• Requirement: Write each line exactly, from the line that holds "arched window in the photo above." through the final line of the material, and no other line.

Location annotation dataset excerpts
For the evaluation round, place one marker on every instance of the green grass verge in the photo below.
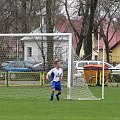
(19, 103)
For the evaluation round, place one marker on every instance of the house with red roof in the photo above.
(63, 25)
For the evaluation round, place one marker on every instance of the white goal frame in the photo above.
(69, 53)
(48, 34)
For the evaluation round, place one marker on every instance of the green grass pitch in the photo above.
(20, 103)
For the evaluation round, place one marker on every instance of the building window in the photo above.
(29, 51)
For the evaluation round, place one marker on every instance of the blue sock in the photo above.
(51, 97)
(58, 93)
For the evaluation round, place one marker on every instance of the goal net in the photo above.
(26, 58)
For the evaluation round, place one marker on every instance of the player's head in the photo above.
(57, 63)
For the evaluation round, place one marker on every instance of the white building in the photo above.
(35, 46)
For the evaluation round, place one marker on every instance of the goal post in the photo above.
(76, 86)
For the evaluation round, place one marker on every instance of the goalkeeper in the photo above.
(55, 75)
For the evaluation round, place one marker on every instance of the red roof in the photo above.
(115, 39)
(64, 26)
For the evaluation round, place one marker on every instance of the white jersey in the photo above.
(55, 74)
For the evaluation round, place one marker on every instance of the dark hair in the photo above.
(56, 61)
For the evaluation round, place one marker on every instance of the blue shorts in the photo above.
(56, 85)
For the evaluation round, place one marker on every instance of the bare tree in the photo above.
(110, 11)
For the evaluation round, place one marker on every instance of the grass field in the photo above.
(33, 104)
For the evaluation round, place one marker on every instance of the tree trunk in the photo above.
(49, 29)
(88, 49)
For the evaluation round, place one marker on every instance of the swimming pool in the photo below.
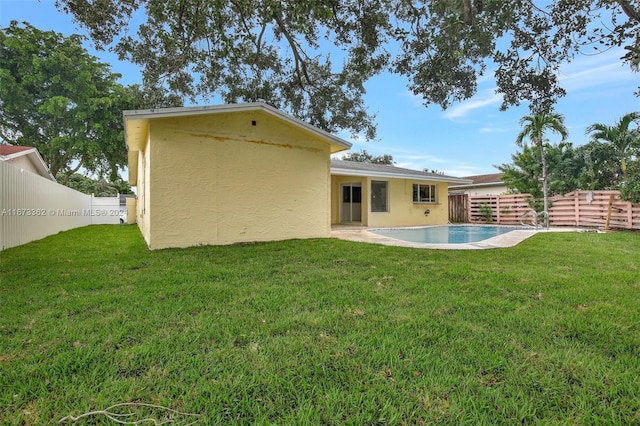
(448, 234)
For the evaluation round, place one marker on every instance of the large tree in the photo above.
(622, 140)
(312, 58)
(524, 175)
(363, 156)
(534, 128)
(57, 97)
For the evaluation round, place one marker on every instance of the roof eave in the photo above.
(337, 144)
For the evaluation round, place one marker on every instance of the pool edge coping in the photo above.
(509, 239)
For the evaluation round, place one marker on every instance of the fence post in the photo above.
(576, 207)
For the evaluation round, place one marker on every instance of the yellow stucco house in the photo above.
(248, 172)
(228, 173)
(377, 196)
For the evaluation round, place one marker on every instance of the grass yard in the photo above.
(321, 331)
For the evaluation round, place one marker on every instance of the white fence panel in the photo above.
(32, 207)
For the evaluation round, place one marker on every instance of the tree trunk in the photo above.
(545, 186)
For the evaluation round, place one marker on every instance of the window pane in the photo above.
(423, 193)
(379, 196)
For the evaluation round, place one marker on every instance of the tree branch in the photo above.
(301, 66)
(629, 10)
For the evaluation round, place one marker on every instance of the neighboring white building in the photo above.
(482, 185)
(25, 158)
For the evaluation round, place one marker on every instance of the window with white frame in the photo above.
(424, 193)
(379, 196)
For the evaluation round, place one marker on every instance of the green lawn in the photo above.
(322, 331)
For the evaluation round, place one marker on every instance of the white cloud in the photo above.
(463, 109)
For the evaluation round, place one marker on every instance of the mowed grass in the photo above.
(322, 331)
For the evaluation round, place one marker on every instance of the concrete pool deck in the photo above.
(363, 234)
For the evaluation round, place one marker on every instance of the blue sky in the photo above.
(468, 138)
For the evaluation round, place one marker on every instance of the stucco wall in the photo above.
(226, 178)
(23, 162)
(336, 196)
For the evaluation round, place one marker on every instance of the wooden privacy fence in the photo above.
(32, 207)
(601, 209)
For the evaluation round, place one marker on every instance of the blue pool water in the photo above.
(451, 234)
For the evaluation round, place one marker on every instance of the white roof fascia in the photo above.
(36, 159)
(436, 178)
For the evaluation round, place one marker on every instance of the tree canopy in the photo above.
(312, 58)
(58, 98)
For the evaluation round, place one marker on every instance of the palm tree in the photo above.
(534, 129)
(619, 137)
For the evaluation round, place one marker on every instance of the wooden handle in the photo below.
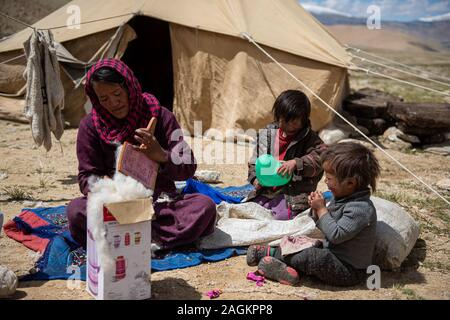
(152, 125)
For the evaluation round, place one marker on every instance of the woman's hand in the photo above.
(287, 168)
(150, 146)
(317, 203)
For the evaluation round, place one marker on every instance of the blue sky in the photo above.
(400, 10)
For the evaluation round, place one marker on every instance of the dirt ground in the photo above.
(50, 178)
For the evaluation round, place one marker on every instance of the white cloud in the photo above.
(409, 9)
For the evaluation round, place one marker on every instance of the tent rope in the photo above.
(66, 26)
(17, 20)
(250, 39)
(396, 62)
(397, 69)
(358, 68)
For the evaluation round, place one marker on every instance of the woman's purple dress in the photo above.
(178, 222)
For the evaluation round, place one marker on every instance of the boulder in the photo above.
(397, 232)
(8, 282)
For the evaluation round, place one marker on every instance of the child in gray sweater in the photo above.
(348, 223)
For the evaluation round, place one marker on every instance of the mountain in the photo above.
(429, 34)
(26, 11)
(442, 17)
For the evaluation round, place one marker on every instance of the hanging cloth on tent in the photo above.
(44, 99)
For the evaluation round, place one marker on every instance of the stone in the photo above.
(441, 148)
(332, 134)
(8, 282)
(443, 184)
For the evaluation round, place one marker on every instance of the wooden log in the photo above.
(370, 92)
(375, 126)
(369, 103)
(421, 115)
(420, 132)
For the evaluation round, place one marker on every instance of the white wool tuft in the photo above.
(119, 188)
(8, 282)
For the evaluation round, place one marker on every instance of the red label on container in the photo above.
(107, 216)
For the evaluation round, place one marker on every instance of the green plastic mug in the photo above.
(266, 172)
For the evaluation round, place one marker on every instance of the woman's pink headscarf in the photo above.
(142, 106)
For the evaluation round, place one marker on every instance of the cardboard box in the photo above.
(128, 237)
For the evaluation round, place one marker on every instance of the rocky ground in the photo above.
(49, 179)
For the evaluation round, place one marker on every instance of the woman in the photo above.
(121, 113)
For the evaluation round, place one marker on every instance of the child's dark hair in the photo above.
(106, 74)
(352, 160)
(292, 104)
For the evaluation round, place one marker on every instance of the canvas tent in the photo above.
(192, 56)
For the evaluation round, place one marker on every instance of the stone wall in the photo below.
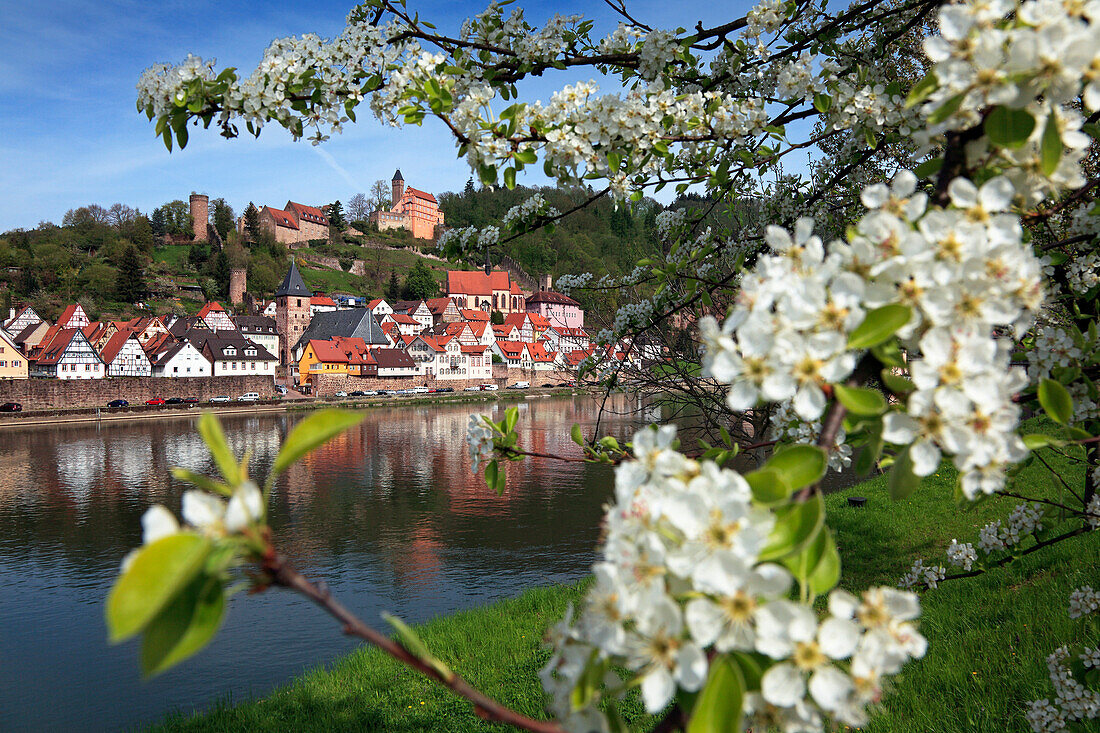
(326, 385)
(54, 394)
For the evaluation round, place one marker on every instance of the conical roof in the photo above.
(293, 284)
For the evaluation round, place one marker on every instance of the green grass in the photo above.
(989, 636)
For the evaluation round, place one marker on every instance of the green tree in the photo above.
(252, 222)
(419, 284)
(393, 287)
(130, 285)
(221, 217)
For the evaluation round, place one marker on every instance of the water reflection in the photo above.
(388, 513)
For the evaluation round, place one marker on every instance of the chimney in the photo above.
(200, 215)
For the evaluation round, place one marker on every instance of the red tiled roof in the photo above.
(114, 345)
(282, 218)
(420, 194)
(308, 212)
(475, 282)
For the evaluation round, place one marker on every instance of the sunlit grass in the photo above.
(989, 635)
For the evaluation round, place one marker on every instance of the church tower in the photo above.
(398, 189)
(292, 316)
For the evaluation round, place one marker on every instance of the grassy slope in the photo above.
(989, 636)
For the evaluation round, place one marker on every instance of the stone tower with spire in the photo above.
(292, 315)
(398, 189)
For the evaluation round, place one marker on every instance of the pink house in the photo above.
(561, 310)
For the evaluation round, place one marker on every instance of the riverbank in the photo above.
(78, 415)
(989, 636)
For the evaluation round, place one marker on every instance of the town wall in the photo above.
(326, 385)
(53, 394)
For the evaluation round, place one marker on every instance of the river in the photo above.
(388, 514)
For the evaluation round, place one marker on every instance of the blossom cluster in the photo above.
(963, 271)
(680, 577)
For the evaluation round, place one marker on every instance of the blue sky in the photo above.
(70, 135)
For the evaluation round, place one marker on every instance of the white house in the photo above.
(180, 360)
(238, 357)
(68, 356)
(123, 356)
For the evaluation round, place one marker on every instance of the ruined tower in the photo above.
(238, 283)
(398, 188)
(200, 216)
(292, 316)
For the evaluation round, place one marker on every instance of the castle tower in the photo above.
(398, 186)
(238, 283)
(292, 316)
(200, 216)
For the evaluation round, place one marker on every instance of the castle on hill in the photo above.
(413, 209)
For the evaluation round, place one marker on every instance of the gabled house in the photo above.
(68, 356)
(179, 360)
(216, 317)
(235, 356)
(12, 362)
(73, 317)
(123, 356)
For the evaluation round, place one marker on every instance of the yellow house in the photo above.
(320, 358)
(12, 361)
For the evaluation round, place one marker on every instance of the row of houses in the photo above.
(211, 343)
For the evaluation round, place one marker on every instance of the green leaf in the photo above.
(902, 481)
(946, 109)
(1056, 401)
(1036, 440)
(184, 626)
(215, 438)
(1009, 128)
(795, 527)
(718, 706)
(155, 576)
(860, 401)
(510, 417)
(879, 325)
(411, 642)
(768, 487)
(897, 384)
(928, 168)
(798, 466)
(922, 89)
(311, 433)
(1051, 146)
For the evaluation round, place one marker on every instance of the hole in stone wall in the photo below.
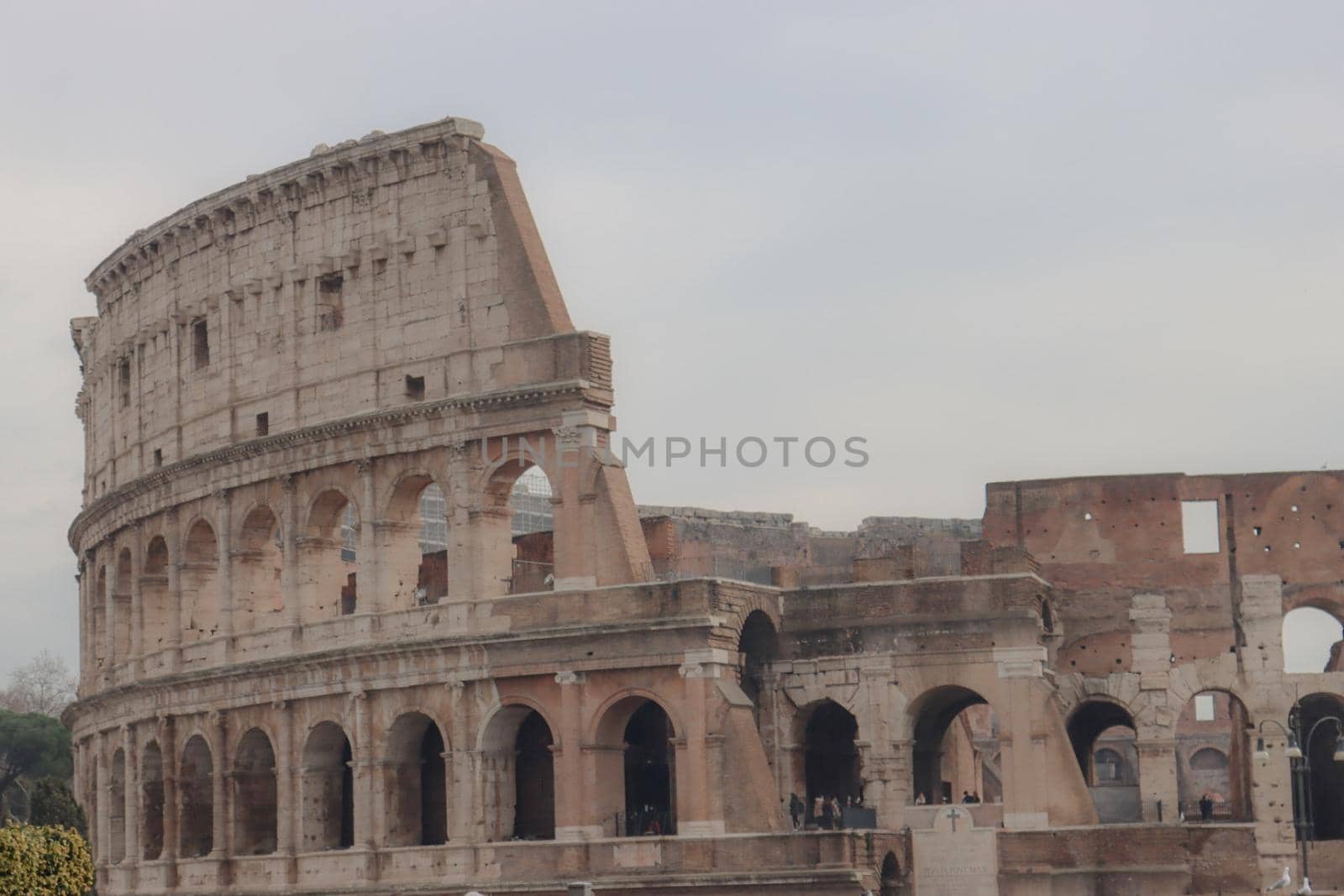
(1200, 527)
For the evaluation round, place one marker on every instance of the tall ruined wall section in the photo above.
(311, 293)
(1102, 539)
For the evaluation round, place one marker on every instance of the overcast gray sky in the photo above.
(999, 241)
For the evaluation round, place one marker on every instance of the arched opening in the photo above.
(328, 788)
(414, 540)
(1320, 808)
(201, 584)
(121, 607)
(1310, 636)
(118, 808)
(259, 559)
(649, 783)
(831, 762)
(1213, 747)
(534, 793)
(255, 795)
(517, 528)
(155, 606)
(759, 647)
(890, 876)
(1097, 726)
(152, 801)
(956, 748)
(417, 813)
(100, 618)
(328, 564)
(517, 752)
(195, 792)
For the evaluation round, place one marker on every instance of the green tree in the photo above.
(44, 862)
(53, 804)
(33, 746)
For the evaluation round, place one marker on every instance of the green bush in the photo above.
(44, 862)
(53, 804)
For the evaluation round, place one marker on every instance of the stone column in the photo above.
(170, 757)
(569, 768)
(138, 607)
(363, 775)
(289, 570)
(369, 587)
(174, 640)
(692, 775)
(219, 792)
(226, 570)
(102, 824)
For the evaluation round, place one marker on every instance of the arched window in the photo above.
(152, 801)
(195, 792)
(329, 559)
(255, 795)
(118, 806)
(517, 750)
(155, 606)
(1310, 638)
(757, 647)
(328, 785)
(414, 543)
(121, 607)
(201, 584)
(417, 812)
(956, 747)
(259, 559)
(831, 761)
(1102, 725)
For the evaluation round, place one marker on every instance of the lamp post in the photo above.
(1299, 752)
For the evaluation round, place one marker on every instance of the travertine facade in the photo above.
(289, 684)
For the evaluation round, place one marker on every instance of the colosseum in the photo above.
(367, 606)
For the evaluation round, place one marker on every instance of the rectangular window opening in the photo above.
(1200, 527)
(201, 343)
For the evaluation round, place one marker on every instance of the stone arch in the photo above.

• Final result:
For the evaluation round, place one marker on every instance of the arched window in the photo above.
(152, 801)
(195, 792)
(329, 559)
(255, 795)
(118, 806)
(517, 750)
(155, 606)
(1310, 638)
(757, 647)
(328, 785)
(414, 543)
(121, 607)
(201, 584)
(417, 812)
(956, 747)
(259, 559)
(831, 761)
(1102, 725)
For the evaluation round, place one marker on every instance of the lamp post in the photo above.
(1299, 752)
For the evaluation round, place one marker on every instance of the travertine facade in the photo above.
(289, 684)
For the evaluation round, place one marker on every instance of the colosseum in the photo above.
(367, 606)
For the evaluation round, place one marker on every instance of the rectangular window opening in the photo above.
(1200, 527)
(201, 343)
For the evaluation round, place one marker on every instance of the stone arch in the photo above.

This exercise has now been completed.